> _How to complete this task_
Below are the records; print them again exactly and omit the pictures.

---- Exercise data

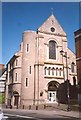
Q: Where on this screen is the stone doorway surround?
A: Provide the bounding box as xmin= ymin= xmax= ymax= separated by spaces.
xmin=47 ymin=81 xmax=59 ymax=103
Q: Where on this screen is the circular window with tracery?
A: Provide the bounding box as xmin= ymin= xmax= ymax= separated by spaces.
xmin=50 ymin=27 xmax=55 ymax=32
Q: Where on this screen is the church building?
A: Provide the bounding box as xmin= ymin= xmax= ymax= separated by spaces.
xmin=5 ymin=13 xmax=77 ymax=108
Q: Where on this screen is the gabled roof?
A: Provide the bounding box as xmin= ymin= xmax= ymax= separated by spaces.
xmin=38 ymin=14 xmax=66 ymax=37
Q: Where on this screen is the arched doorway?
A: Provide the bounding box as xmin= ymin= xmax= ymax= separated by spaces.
xmin=48 ymin=81 xmax=59 ymax=103
xmin=13 ymin=91 xmax=19 ymax=107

--------

> _Solution to this task_
Q: Where on this screen is the stone doorway surround?
A: Provide the bounding box as xmin= ymin= xmax= ymax= separated by spaces.
xmin=47 ymin=81 xmax=59 ymax=103
Q: Where on this screen is the circular window with tracery?
A: Provide the bounding box as xmin= ymin= xmax= ymax= separated by spaces.
xmin=50 ymin=27 xmax=55 ymax=32
Q: Where on this screen is the church building?
A: Provide the bounding box as xmin= ymin= xmax= ymax= separated by spaces.
xmin=5 ymin=13 xmax=77 ymax=108
Q: Where on this screen is the gabled roof?
A: Provide the bounding box as xmin= ymin= xmax= ymax= separated by spaces.
xmin=38 ymin=14 xmax=66 ymax=37
Q: Where on this screen is the arched doorway?
A: Provide the bounding box as xmin= ymin= xmax= ymax= separated by spaces.
xmin=48 ymin=81 xmax=59 ymax=103
xmin=13 ymin=91 xmax=19 ymax=107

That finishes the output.